Exercise directions — Locate the line that contains "Where can the blue". Copy it and every following line through the end of the records, exactly, and include nothing else.

Record extracts —
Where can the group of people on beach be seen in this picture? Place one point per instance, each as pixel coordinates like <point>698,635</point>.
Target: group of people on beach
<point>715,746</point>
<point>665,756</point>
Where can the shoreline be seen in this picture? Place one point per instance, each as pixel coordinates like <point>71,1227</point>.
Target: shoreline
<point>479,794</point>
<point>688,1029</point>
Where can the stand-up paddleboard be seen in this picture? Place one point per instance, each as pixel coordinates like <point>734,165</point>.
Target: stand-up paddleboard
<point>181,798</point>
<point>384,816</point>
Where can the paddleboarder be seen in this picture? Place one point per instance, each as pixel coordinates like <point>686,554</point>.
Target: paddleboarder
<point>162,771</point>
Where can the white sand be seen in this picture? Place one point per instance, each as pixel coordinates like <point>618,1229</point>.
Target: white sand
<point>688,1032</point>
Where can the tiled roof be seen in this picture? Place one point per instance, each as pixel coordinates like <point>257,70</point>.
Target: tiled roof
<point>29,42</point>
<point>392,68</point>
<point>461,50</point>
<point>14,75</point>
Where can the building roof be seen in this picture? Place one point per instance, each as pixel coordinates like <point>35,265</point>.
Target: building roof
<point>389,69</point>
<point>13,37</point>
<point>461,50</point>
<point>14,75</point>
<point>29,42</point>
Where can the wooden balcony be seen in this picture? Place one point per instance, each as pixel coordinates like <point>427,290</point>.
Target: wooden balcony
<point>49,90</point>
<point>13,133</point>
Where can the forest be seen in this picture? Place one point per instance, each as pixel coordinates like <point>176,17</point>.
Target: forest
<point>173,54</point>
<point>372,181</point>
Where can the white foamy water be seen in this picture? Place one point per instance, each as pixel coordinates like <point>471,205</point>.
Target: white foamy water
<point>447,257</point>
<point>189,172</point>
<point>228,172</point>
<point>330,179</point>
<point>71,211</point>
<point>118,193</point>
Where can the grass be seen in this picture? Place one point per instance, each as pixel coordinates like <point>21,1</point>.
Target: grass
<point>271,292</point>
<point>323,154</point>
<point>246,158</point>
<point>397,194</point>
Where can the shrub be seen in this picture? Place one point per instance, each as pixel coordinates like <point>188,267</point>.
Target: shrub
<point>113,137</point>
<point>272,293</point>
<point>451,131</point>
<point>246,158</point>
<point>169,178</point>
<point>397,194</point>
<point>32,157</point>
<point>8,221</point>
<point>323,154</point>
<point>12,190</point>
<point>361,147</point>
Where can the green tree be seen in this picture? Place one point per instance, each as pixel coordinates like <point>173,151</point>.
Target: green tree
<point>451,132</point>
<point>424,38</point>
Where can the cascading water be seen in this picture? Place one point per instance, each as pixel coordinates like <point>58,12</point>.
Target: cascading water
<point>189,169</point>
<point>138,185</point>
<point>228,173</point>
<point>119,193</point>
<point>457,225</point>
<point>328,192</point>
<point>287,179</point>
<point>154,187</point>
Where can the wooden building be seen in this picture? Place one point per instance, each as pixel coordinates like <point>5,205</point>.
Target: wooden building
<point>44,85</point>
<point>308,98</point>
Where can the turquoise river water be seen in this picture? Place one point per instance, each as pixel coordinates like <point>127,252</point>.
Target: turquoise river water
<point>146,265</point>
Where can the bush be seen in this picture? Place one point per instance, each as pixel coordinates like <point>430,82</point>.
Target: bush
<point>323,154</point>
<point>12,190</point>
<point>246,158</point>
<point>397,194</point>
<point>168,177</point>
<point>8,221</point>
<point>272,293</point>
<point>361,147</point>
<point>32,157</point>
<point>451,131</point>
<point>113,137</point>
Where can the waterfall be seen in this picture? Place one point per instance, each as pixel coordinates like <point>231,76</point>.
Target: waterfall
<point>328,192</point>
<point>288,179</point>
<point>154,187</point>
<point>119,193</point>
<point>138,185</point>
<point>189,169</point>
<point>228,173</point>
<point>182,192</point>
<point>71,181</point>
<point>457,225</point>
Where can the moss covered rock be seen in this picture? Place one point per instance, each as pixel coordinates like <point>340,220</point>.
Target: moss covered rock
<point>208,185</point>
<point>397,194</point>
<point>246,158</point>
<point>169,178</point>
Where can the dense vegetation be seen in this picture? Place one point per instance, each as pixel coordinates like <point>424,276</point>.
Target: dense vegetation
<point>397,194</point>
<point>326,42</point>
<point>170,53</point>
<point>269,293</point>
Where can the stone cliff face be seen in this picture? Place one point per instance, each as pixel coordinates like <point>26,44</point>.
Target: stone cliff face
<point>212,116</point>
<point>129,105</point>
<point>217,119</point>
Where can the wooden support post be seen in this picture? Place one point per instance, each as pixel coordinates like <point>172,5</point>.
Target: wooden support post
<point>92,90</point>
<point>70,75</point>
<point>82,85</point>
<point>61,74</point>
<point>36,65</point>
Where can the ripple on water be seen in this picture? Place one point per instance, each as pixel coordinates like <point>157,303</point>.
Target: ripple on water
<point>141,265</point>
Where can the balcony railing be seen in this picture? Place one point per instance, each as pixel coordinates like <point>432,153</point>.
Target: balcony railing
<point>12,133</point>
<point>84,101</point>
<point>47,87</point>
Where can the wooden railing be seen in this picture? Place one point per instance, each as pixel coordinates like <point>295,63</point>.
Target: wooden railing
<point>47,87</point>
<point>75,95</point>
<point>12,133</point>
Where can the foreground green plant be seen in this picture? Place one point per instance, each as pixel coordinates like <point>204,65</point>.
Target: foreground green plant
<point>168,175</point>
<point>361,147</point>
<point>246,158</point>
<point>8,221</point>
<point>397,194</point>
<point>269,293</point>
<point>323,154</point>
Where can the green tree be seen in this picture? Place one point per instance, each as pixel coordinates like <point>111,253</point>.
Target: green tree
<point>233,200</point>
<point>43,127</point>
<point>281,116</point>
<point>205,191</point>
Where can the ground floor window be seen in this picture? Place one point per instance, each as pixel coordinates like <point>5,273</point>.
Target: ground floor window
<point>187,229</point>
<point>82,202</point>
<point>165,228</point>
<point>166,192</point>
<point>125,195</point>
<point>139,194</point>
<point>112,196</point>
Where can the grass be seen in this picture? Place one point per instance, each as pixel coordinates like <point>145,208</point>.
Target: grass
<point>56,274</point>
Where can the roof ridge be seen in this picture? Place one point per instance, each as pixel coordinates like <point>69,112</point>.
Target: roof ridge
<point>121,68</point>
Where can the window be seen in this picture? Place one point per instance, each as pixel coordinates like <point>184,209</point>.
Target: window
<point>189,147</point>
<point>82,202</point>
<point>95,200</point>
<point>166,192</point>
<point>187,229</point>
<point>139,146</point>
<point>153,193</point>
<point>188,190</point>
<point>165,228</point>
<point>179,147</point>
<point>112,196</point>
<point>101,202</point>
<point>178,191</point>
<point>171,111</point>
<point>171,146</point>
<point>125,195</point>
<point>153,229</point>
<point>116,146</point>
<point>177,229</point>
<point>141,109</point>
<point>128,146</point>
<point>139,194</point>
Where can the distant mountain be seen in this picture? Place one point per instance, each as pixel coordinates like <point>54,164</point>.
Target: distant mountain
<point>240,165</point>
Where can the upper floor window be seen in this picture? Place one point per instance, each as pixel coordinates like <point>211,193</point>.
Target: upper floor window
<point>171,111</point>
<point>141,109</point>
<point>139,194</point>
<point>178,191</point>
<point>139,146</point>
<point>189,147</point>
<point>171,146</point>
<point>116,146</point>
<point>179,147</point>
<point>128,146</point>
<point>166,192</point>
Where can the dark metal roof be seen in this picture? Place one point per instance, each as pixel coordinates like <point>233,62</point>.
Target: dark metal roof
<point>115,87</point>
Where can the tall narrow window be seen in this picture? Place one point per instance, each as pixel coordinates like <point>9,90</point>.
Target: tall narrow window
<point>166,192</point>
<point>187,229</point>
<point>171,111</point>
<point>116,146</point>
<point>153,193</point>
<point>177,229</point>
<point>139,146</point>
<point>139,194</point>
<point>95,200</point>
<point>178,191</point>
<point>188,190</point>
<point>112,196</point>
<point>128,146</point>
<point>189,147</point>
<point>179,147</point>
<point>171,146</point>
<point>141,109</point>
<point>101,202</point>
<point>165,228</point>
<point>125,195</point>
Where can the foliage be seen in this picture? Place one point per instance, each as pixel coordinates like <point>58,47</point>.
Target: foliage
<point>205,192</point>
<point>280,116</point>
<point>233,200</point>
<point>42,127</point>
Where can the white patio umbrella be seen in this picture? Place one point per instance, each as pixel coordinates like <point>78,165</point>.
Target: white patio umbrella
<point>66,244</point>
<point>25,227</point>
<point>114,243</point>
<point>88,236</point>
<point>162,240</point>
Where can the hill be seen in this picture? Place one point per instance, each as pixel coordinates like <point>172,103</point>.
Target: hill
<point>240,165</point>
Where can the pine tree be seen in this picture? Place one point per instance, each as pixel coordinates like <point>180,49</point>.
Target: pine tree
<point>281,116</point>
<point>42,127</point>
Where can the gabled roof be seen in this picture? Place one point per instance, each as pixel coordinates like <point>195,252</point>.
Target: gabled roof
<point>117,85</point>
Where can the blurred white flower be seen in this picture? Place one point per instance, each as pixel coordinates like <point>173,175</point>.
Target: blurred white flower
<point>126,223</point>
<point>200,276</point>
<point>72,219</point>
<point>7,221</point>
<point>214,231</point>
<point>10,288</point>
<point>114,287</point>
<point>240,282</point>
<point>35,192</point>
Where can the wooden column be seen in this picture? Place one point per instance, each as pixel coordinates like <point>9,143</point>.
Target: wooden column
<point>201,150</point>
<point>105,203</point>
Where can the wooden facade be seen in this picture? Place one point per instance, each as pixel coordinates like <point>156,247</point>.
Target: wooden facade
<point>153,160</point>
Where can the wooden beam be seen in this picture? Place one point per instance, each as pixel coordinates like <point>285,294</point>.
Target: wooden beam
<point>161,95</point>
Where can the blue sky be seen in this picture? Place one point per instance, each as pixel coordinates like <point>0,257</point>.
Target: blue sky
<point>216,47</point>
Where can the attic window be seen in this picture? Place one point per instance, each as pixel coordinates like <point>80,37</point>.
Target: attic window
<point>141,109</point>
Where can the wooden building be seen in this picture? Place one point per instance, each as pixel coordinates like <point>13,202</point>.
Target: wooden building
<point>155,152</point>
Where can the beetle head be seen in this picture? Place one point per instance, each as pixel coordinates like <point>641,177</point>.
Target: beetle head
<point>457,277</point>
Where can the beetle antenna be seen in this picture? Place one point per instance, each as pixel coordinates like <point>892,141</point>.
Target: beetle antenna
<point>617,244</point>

Worked answer —
Where can the blue sky be seen in this picture? Place one point per instance, each as pixel coordinates like <point>0,257</point>.
Target: blue sky
<point>216,47</point>
Where can the attic window be seen in this picture? Place one point per instance, each as pixel coordinates like <point>80,37</point>.
Target: attic window
<point>141,109</point>
Where can the wooden building be seen in this picture? Place one point per instance, each as pixel coordinates like <point>13,202</point>.
Target: wooden building
<point>155,152</point>
Where can the beetle head be seen in this picture? Place one point per instance, each as pixel coordinates like <point>641,177</point>.
Target: beetle head
<point>457,277</point>
Where can the beetle antenna be seen in this picture? Place one point per instance, each as pixel coordinates like <point>892,141</point>.
Target: beetle antenna
<point>617,244</point>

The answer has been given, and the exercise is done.